> What is needed
Reproduce the lines below from the very first one through the line holding "x=351 y=607", inclusive, swapping "handbag" for "tote bag" and keeping everything else unchanged.

> Input for this task
§

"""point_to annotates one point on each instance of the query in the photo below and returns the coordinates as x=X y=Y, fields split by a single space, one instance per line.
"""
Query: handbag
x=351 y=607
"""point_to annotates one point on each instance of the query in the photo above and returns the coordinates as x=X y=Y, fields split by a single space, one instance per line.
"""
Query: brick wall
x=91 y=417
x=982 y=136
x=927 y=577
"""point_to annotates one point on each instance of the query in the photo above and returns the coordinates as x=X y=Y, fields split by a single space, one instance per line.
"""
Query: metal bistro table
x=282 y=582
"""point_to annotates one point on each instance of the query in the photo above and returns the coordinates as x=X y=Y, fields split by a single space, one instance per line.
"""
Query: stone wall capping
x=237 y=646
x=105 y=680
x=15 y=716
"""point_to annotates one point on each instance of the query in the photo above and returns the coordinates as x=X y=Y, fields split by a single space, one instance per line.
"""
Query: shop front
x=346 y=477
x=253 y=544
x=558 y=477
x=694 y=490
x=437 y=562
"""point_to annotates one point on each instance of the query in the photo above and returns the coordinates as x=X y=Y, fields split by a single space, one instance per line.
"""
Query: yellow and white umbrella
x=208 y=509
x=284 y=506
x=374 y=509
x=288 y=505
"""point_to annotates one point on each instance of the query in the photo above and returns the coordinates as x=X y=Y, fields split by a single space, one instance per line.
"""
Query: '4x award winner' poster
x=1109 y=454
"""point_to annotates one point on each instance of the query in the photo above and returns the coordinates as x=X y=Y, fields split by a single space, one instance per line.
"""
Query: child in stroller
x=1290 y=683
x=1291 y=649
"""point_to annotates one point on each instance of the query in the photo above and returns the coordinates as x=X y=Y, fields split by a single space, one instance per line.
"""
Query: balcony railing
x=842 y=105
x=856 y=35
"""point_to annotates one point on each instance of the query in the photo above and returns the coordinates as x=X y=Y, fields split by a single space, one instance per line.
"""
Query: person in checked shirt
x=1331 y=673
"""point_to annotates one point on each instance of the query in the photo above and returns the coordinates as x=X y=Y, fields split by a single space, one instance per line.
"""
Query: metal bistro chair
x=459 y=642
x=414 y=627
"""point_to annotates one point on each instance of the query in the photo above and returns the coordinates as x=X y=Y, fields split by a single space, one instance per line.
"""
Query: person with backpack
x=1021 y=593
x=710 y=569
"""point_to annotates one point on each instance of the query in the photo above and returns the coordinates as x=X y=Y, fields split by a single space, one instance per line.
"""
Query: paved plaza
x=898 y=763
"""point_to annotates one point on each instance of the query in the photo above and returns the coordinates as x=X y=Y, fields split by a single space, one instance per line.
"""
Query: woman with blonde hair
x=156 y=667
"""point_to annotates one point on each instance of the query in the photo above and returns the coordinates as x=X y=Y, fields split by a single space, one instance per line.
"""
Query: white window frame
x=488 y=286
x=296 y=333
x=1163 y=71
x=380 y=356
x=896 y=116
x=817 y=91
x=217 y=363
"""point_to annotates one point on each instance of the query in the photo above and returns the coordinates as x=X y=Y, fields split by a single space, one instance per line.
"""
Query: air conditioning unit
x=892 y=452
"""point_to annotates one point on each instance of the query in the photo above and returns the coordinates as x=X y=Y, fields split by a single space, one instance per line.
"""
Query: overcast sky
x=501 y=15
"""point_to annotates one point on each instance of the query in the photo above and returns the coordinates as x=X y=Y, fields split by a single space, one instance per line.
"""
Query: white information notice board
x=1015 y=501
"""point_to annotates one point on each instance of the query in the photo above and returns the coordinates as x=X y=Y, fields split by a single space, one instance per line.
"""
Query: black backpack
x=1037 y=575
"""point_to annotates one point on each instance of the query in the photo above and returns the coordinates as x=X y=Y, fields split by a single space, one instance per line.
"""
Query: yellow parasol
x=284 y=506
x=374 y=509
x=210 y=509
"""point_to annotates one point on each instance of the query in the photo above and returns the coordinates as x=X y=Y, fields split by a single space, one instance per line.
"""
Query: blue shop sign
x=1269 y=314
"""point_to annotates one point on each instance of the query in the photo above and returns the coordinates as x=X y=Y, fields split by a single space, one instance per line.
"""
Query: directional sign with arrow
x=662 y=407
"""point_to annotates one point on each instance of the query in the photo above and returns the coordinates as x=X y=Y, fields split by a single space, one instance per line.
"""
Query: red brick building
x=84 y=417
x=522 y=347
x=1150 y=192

§

> Response below
"""point_to annotates one point on each instance of the query in the photo below and returns the coordinates as x=X y=Y, fields split by a single space, one instance per line.
"""
Query: tote bag
x=351 y=607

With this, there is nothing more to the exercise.